(Photo object pointing records)
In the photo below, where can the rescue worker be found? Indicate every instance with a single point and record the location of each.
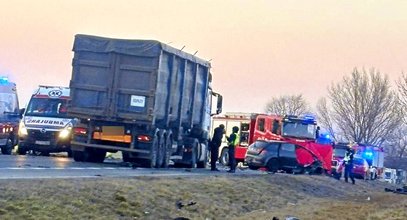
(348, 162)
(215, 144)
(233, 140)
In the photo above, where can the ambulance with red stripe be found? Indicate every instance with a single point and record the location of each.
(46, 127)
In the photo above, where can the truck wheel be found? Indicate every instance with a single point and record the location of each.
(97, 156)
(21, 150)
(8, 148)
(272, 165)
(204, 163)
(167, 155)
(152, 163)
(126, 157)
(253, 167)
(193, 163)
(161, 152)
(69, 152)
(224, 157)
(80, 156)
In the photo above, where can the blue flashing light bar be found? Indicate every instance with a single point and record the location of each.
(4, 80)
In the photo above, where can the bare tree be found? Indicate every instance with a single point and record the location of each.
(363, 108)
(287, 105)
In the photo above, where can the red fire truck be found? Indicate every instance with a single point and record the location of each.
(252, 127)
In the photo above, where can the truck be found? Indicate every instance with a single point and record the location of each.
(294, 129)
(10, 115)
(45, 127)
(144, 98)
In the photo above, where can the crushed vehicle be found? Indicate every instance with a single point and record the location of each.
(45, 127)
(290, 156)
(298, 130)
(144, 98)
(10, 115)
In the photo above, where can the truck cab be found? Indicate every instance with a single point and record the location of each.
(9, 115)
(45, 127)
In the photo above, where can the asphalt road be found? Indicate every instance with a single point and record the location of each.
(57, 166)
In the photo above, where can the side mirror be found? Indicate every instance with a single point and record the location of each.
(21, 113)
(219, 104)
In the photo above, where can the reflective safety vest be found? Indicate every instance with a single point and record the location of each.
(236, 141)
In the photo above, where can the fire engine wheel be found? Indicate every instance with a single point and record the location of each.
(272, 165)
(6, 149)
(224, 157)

---

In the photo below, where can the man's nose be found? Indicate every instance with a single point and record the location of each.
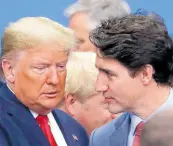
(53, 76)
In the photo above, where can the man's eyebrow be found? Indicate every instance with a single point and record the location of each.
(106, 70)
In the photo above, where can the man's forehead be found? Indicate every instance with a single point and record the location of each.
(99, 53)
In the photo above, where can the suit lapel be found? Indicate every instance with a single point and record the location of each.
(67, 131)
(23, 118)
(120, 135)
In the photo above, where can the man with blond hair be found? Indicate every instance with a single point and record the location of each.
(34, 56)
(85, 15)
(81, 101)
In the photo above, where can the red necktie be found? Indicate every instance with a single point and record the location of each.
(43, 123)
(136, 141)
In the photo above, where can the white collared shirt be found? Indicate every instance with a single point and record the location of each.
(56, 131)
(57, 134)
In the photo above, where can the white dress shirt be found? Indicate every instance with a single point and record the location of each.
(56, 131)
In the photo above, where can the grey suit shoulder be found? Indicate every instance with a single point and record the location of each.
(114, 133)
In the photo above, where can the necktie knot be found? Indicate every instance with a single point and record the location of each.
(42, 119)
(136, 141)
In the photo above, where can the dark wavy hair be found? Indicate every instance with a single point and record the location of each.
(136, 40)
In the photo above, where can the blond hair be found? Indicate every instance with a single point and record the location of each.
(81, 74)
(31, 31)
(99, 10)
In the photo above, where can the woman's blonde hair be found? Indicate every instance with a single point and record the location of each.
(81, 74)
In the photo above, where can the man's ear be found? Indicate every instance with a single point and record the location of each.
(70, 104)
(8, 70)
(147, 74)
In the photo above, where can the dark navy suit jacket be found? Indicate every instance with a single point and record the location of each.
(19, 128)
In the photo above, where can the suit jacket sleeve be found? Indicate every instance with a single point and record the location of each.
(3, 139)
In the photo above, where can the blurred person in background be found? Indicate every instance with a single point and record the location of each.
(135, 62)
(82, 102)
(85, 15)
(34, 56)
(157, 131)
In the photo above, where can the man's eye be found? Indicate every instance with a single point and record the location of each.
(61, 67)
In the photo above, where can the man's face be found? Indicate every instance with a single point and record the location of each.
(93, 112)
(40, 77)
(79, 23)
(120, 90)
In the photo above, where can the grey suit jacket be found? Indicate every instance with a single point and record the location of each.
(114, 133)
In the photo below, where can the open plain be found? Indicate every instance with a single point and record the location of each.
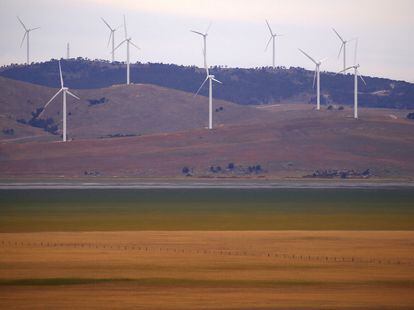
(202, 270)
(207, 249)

_WORK TO BE COMPLETED_
Collect every line of the data above that contains the word "wheel", and copy each one in full.

_SOLUTION TO THE EXERCISE_
In the photo above, where can the truck wheel be found? Indicate every instance with a single point and record the location of each.
In the photo above, where can the fire engine wheel be found? Indicate every instance with a single point and record the location of each.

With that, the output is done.